**REQUIREMENT**: Please retype the data from the line with "If it's not too much trouble, could you box the bus" to the line with "[657,395,846,458]", both lines included, without changing anything.

=== EXERCISE MATERIAL ===

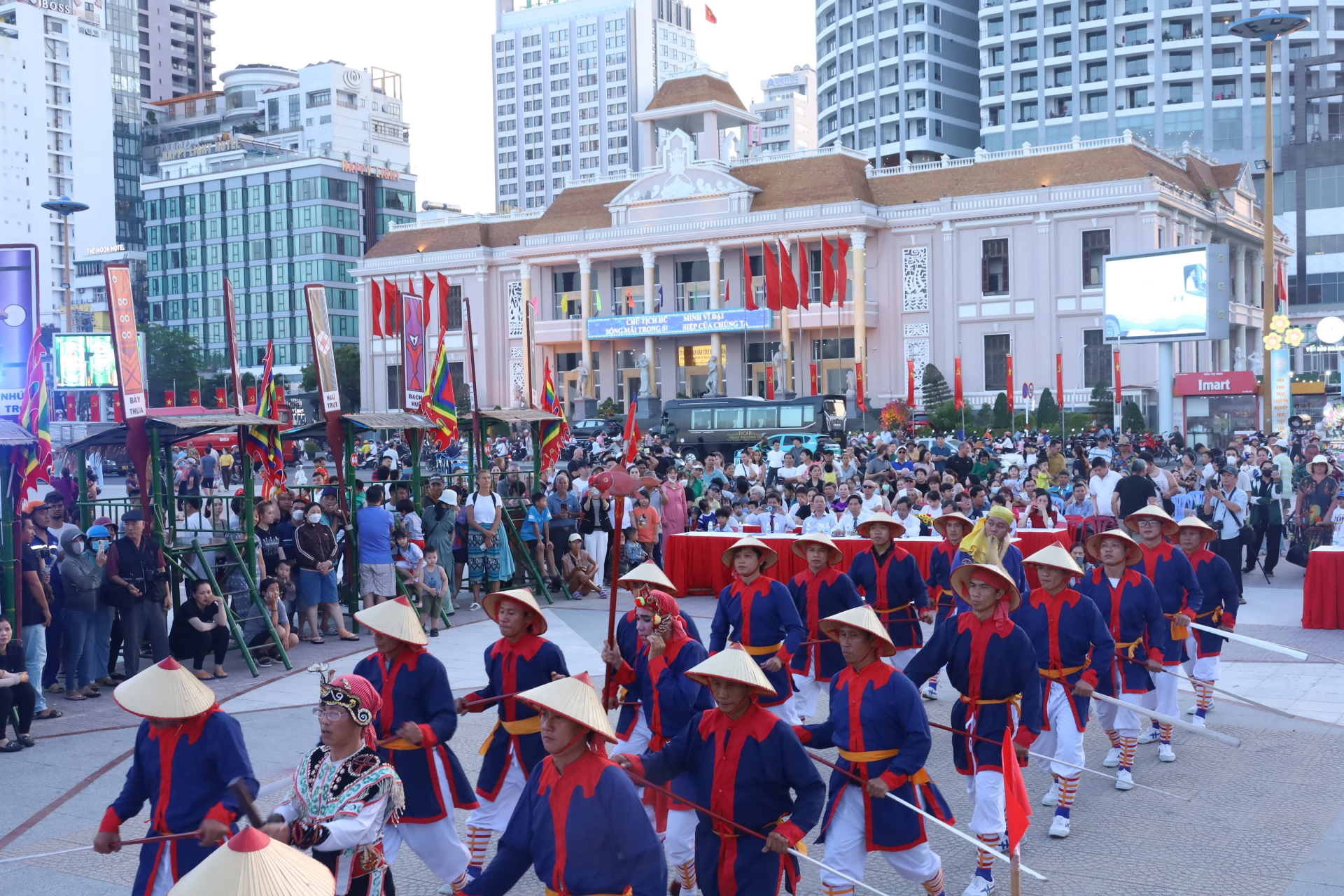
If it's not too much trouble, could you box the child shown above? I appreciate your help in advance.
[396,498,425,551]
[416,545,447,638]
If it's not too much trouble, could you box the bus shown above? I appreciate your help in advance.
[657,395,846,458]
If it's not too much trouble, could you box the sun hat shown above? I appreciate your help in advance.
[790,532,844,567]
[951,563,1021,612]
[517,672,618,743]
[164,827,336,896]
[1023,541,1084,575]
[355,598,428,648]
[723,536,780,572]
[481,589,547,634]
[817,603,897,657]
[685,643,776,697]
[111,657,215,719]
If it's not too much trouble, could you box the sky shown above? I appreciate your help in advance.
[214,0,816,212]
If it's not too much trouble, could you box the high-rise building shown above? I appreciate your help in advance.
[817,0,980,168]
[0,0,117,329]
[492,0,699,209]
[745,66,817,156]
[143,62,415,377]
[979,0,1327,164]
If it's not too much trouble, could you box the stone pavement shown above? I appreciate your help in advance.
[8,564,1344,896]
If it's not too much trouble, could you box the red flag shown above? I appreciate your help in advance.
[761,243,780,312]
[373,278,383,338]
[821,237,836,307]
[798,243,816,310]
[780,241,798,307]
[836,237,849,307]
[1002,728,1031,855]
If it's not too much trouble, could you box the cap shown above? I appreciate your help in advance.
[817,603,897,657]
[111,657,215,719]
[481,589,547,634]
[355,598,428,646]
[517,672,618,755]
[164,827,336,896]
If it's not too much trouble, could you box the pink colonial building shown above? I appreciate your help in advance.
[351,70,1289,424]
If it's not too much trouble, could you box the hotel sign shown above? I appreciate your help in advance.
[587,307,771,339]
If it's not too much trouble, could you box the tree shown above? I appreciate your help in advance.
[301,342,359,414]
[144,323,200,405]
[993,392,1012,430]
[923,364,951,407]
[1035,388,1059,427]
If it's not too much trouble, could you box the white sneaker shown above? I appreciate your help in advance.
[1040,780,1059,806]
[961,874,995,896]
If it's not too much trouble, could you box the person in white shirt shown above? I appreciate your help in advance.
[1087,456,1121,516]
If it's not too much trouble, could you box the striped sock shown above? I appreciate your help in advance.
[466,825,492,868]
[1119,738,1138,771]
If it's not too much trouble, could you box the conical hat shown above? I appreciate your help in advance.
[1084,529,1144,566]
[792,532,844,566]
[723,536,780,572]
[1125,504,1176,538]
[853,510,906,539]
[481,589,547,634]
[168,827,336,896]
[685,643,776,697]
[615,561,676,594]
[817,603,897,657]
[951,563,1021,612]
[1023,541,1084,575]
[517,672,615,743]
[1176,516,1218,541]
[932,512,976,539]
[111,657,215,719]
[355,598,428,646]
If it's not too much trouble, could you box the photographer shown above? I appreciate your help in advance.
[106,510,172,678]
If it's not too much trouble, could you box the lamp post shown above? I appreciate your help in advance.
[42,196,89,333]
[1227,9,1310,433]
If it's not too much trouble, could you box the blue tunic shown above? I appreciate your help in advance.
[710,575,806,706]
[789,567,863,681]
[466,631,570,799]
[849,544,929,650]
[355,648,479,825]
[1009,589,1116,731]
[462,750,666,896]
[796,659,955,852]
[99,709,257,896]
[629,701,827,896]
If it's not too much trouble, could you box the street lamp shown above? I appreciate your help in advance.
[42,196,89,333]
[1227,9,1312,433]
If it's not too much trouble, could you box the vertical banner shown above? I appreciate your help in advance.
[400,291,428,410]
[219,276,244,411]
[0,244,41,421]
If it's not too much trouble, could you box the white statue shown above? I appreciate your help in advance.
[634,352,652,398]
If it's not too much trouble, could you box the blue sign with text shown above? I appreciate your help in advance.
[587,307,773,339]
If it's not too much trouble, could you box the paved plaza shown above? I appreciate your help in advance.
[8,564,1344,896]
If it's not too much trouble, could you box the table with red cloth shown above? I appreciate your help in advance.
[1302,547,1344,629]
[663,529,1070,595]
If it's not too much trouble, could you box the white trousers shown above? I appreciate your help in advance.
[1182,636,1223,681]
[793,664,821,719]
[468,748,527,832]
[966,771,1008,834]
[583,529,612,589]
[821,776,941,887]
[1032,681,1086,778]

===

**RESULT OF THE TASK**:
If it's not too much trouble, could you box the bus shown above? I appreciate your help in advance.
[657,395,846,458]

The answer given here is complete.